*REQUIREMENT*
Repeat all of the material exactly as given.

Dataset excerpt
:::::

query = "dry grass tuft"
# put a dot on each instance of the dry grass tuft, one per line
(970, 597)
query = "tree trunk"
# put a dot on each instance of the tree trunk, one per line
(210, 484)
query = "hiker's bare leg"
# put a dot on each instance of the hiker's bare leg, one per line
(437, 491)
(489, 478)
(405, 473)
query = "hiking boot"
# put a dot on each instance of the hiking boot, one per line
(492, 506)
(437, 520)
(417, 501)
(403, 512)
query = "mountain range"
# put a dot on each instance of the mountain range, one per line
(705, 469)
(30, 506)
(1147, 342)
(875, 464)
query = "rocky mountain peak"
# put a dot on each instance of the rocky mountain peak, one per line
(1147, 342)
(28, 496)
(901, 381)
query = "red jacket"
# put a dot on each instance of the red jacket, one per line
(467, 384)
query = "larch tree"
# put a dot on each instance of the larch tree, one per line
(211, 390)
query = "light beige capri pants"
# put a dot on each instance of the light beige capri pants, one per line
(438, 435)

:::::

*SOLUTION*
query = "dry grass tuft"
# put a dot on each instance of the dry grass tuft, one per line
(970, 597)
query = "tree trunk"
# put a dot on each instance of the tree trunk, one per line
(210, 484)
query = "hiker's bare leg"
# put a dot on each instance of the hiker's bare leg, one per line
(437, 491)
(489, 478)
(405, 473)
query = "hiking boot"
# put a dot on each instance of the hiking boot, one per line
(492, 506)
(437, 520)
(417, 501)
(403, 512)
query = "mountain range"
# put a dot on each instance of the mountain range, one per line
(705, 469)
(30, 506)
(1147, 342)
(875, 464)
query = "rocky mountain peak"
# put a dot on each instance of the rocky mountain peak, one per line
(1147, 342)
(28, 496)
(901, 381)
query = "red jacket"
# put a dot on each instance of the red jacket, one per line
(467, 384)
query = "larch tree"
# put a dot on each instance of the larch tree, one per line
(211, 390)
query = "light beige capri pants"
# put a dot on each instance of the light beige capri pants, one per line
(438, 435)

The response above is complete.